* **THE PROBLEM**: Give every line of the records below, from the line that contains "every visible lip." down to the line that contains "top-left (221, 171), bottom-right (347, 266)", as a JSON list of strings with one string per line. Leave out blank lines.

* **PROVIDED RECORDS**:
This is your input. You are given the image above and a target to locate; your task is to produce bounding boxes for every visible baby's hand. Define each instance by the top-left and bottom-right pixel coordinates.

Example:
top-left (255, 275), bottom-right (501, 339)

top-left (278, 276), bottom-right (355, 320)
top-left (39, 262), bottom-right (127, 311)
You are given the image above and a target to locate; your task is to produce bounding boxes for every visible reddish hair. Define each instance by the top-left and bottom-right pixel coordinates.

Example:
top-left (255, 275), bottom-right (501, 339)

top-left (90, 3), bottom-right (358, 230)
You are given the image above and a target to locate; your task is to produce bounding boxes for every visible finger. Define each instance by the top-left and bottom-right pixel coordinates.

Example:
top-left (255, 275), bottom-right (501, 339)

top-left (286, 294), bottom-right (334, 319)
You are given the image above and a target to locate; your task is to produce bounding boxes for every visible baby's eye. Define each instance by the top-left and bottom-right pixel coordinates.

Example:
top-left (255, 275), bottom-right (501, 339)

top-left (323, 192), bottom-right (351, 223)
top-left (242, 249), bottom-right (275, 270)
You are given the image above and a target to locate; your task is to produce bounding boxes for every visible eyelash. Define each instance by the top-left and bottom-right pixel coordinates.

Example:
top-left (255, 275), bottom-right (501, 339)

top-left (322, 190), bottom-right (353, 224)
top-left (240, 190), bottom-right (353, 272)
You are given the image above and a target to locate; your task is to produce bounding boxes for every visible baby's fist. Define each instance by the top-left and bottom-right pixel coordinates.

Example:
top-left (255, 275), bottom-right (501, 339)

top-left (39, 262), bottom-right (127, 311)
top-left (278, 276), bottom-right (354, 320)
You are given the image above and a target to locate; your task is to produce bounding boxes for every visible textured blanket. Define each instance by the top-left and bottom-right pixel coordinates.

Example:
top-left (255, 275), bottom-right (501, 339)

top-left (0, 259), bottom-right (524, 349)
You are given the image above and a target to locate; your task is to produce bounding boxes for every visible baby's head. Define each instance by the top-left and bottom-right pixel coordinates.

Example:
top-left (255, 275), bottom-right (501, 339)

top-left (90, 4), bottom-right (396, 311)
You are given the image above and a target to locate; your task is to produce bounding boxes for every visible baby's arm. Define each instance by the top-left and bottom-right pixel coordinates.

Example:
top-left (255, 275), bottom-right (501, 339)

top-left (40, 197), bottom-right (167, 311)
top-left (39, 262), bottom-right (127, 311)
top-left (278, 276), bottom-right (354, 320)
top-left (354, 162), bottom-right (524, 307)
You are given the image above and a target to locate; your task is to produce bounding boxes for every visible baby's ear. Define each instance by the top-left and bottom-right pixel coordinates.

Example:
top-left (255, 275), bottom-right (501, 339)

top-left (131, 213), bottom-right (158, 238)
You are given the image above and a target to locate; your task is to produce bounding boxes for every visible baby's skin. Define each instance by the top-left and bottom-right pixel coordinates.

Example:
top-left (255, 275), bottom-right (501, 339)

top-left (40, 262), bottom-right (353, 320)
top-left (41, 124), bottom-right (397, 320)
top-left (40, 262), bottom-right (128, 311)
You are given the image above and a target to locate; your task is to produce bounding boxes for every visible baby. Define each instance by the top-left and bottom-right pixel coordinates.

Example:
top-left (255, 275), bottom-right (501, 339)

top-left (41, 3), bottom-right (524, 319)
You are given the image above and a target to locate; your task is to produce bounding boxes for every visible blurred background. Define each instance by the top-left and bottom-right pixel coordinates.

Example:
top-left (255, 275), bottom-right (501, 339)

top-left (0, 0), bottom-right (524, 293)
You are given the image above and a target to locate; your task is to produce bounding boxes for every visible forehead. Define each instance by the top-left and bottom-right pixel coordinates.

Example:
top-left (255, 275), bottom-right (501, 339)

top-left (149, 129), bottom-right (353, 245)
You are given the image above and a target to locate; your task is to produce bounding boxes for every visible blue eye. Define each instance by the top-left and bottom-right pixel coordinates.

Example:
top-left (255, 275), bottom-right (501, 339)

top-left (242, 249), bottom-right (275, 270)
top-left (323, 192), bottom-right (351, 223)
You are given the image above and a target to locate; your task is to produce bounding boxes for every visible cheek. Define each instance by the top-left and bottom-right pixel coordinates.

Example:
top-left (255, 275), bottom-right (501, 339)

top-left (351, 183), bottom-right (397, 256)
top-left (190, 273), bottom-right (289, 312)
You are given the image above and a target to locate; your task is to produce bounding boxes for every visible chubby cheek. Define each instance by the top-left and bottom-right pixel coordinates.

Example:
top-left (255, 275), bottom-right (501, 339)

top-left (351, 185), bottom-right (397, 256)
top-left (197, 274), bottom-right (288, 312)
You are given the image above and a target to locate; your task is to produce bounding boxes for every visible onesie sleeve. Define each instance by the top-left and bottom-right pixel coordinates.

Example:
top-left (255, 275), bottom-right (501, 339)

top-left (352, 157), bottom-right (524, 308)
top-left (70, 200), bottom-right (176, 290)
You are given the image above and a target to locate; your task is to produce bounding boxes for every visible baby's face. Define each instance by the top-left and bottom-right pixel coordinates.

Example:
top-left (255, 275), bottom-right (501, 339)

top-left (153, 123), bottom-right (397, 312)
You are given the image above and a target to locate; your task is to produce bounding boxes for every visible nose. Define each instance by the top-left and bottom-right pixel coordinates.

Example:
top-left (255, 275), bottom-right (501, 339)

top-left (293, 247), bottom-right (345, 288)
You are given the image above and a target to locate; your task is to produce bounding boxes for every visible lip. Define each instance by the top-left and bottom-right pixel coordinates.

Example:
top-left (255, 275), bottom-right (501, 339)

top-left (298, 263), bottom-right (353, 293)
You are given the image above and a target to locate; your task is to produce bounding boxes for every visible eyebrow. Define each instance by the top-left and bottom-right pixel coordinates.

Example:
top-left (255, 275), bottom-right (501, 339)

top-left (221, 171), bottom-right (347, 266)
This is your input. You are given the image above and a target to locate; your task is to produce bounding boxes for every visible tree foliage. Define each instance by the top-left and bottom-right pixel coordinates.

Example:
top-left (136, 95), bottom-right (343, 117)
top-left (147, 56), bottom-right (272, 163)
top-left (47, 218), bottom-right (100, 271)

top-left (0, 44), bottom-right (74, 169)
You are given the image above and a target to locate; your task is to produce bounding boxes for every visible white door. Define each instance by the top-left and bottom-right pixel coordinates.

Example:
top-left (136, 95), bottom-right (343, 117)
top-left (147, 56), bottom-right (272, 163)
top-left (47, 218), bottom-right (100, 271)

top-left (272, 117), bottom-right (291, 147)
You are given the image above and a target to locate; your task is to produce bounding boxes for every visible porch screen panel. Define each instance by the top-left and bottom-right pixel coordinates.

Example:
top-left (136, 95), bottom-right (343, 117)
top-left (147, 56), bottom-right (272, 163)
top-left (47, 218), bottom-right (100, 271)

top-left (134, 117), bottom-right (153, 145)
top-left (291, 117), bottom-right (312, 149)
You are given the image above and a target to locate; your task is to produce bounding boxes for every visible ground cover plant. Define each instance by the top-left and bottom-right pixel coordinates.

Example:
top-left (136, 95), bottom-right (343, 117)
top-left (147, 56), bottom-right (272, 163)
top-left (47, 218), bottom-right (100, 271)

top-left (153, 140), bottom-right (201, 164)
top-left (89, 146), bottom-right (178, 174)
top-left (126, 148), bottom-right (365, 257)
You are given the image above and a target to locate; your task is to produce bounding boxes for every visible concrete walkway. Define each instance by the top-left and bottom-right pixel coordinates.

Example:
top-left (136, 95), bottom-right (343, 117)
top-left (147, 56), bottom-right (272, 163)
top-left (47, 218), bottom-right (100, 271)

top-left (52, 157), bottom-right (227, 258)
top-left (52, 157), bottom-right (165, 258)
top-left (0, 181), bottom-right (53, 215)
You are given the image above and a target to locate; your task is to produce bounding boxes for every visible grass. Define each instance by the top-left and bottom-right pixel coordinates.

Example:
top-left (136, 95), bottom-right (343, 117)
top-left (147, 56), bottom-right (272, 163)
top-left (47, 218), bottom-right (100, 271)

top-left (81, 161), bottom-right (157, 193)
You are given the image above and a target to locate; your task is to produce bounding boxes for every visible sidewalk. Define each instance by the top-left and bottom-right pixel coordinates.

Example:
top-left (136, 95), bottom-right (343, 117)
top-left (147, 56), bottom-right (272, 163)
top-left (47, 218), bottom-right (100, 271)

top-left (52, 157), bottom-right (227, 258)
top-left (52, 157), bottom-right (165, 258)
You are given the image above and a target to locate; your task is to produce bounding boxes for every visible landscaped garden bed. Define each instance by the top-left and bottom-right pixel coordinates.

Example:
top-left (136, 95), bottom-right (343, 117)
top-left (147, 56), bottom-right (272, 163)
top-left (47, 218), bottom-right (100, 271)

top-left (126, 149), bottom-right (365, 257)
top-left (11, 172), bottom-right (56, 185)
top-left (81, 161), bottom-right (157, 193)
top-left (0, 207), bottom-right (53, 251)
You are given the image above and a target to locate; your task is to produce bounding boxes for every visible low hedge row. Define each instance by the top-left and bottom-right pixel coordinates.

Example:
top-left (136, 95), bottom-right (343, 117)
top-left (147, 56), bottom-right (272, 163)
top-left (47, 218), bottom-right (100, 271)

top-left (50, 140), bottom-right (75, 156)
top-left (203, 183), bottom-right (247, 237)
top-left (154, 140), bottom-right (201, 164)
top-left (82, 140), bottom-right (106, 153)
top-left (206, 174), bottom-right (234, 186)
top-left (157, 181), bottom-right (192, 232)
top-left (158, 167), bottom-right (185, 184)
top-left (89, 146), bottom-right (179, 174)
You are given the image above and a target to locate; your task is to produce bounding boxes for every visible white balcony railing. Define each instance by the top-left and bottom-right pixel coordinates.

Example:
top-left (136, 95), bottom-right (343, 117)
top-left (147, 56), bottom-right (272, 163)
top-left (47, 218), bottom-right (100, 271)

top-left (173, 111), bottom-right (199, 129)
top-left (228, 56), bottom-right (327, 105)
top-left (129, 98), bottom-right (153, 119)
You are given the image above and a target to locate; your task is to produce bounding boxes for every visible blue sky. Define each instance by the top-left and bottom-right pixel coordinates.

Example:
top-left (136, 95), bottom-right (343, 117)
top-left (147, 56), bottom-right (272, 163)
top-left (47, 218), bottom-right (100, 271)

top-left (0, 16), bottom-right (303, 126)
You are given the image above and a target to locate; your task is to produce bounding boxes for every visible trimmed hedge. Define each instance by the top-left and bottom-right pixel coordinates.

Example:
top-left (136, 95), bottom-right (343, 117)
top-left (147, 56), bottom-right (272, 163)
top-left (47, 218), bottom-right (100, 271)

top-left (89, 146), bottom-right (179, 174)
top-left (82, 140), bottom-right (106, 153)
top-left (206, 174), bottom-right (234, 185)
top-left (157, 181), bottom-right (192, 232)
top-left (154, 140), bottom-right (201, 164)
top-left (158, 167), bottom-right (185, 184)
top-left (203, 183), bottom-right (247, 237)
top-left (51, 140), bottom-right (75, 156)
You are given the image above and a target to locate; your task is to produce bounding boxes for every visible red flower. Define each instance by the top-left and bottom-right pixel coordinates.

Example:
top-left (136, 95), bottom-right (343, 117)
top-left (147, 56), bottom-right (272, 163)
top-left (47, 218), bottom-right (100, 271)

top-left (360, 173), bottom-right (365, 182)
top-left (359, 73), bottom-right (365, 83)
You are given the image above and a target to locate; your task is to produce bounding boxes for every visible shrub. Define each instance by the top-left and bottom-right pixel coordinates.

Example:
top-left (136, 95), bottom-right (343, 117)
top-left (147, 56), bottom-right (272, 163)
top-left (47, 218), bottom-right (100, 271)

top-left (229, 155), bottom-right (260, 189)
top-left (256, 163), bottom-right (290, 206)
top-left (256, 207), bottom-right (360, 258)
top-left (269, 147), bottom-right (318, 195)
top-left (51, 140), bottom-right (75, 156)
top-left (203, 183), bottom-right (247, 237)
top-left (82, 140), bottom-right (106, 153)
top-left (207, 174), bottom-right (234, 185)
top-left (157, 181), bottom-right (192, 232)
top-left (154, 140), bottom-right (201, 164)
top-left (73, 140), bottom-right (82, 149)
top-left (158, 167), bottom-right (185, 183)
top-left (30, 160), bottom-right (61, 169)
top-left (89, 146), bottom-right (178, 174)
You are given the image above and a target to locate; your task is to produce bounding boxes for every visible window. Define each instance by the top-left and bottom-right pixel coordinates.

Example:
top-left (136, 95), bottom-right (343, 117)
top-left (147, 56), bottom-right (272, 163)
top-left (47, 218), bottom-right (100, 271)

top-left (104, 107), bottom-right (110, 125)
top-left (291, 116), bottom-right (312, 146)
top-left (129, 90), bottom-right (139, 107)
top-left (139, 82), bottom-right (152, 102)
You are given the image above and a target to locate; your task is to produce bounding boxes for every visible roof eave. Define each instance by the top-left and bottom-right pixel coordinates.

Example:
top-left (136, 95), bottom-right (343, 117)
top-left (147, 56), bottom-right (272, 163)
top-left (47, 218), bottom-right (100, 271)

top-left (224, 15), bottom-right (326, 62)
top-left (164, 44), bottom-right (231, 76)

* **RESULT FOR THIS TASK**:
[
  "You are given the image above and a target to locate; your task is to produce bounding boxes for every visible lip. Define each instance by the top-left and bottom-right pixel coordinates.",
  "Example:",
  "top-left (255, 275), bottom-right (501, 339)",
  "top-left (298, 263), bottom-right (353, 293)",
  "You are given the image above and a target to locate; your task is to produce bounding boxes for every visible eyebrow. Define each instance by the top-left and bottom-right pixel coordinates.",
  "Example:",
  "top-left (255, 275), bottom-right (501, 339)",
  "top-left (221, 171), bottom-right (347, 266)"
]